:: Aim of the task ::
Repeat all the records, precisely as given.

[Natural-language object grounding data]
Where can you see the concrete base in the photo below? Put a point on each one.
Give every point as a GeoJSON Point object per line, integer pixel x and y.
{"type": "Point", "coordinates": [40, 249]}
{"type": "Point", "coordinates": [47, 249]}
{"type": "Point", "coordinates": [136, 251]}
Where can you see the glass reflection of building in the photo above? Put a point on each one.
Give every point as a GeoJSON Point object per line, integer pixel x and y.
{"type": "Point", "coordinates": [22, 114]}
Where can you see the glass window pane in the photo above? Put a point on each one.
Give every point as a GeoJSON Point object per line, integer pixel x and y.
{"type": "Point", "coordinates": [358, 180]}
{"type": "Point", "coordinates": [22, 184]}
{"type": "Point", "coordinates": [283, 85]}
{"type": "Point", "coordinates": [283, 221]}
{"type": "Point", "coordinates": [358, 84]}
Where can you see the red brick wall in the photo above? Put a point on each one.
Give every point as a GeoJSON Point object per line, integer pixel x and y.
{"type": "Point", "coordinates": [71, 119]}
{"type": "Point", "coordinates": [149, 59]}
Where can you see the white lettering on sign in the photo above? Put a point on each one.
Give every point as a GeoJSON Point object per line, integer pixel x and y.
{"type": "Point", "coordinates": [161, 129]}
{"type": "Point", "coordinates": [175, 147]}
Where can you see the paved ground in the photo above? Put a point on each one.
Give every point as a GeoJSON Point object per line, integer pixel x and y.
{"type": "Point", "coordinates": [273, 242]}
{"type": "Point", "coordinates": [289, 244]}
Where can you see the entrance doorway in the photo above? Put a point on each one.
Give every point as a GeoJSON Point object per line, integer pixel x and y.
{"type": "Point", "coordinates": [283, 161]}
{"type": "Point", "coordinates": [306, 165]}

:: Output of the task ::
Where can you see the concrete base in the photo below? Put a point on each one.
Give every point as a GeoJSON Point object per line, integer pixel x and y.
{"type": "Point", "coordinates": [40, 249]}
{"type": "Point", "coordinates": [47, 249]}
{"type": "Point", "coordinates": [136, 251]}
Where can you see the glass reflection of building in the photo above? Put a point on each one.
Give every point as a GeoJSON Point object per line, integer pixel x and y.
{"type": "Point", "coordinates": [22, 114]}
Where can you see the glass window pane in the photo above? Put a point on each one.
Give every point as a GeoJSON Point object per line, integer pixel x and y.
{"type": "Point", "coordinates": [358, 180]}
{"type": "Point", "coordinates": [22, 184]}
{"type": "Point", "coordinates": [283, 85]}
{"type": "Point", "coordinates": [283, 221]}
{"type": "Point", "coordinates": [358, 84]}
Where can you see the red brick wall in the photo above? Put a point on each one.
Give every point as a GeoJSON Point object per line, integer pixel x and y.
{"type": "Point", "coordinates": [71, 119]}
{"type": "Point", "coordinates": [149, 59]}
Where can you see the white lettering on sign in the photo above? Put a point on each one.
Give every point as a GeoJSON Point object per line, integer pixel x and y.
{"type": "Point", "coordinates": [161, 129]}
{"type": "Point", "coordinates": [175, 147]}
Where can you see the paved ground in the photo above? Put a point on each one.
Give every point as a GeoJSON Point object per line, integer pixel x and y.
{"type": "Point", "coordinates": [273, 242]}
{"type": "Point", "coordinates": [289, 244]}
Where can you see the entrance doorway in the photo above? Put a point on each one.
Give every point as a GeoJSON Point object per line, integer pixel x and y.
{"type": "Point", "coordinates": [283, 161]}
{"type": "Point", "coordinates": [306, 165]}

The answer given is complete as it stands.